Using the records that appear below, write out exactly the lines from the one with "Produce, for each" through the one with "56L67 103L68 142L140", keeping both end lines.

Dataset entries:
____________________

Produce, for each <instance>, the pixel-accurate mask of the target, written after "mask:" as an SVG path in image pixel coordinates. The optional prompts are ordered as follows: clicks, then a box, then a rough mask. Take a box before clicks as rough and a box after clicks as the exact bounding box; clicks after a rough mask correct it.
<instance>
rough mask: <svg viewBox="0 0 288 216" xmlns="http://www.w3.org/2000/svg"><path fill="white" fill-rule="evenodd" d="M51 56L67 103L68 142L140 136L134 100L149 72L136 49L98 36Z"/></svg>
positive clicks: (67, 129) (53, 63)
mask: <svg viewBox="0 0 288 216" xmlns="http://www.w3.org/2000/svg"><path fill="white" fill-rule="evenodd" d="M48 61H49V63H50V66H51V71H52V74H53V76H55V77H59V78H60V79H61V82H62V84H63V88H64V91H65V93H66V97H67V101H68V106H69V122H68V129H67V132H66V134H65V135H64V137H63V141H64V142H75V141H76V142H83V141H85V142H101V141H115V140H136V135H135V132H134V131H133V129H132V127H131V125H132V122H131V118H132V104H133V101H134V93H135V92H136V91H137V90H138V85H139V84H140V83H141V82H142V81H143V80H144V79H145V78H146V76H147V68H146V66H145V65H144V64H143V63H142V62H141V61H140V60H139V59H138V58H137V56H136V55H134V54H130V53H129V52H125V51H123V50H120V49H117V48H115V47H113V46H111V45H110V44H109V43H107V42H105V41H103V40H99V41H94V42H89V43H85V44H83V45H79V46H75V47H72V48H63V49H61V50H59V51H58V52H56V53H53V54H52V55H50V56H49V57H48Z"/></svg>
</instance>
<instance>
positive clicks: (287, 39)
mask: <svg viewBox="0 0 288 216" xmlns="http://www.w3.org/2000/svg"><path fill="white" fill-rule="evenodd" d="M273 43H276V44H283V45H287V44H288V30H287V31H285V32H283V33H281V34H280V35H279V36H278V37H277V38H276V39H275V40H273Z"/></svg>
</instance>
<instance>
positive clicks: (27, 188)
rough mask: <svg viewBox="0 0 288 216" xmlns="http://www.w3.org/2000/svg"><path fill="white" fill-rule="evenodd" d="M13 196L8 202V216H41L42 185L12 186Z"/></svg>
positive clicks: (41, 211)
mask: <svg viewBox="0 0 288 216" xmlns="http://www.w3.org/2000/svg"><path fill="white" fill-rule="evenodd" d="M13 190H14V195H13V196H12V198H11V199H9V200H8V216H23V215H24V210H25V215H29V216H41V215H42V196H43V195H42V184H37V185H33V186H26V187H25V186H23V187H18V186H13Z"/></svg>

____________________

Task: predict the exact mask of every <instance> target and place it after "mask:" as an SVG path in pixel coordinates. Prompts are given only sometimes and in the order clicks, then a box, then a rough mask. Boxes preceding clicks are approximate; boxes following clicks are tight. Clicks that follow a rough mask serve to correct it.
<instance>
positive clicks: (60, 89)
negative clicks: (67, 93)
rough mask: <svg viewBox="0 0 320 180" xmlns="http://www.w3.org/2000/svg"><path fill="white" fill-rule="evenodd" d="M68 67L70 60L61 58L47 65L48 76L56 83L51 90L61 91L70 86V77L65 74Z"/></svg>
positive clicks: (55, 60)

____________________

### Finished task
Produce, for each <instance>, the pixel-accurate mask of the target, written after "mask:" as an SVG path in image pixel coordinates. The optional prompts are ordered as follows: clicks, then a box, then a rough mask. Take a box before clicks as rough and a box after clicks as the exact bounding box; clicks after a rough mask correct it.
<instance>
rough mask: <svg viewBox="0 0 288 216" xmlns="http://www.w3.org/2000/svg"><path fill="white" fill-rule="evenodd" d="M51 56L67 103L68 142L140 136L134 100L149 72L136 49L98 36Z"/></svg>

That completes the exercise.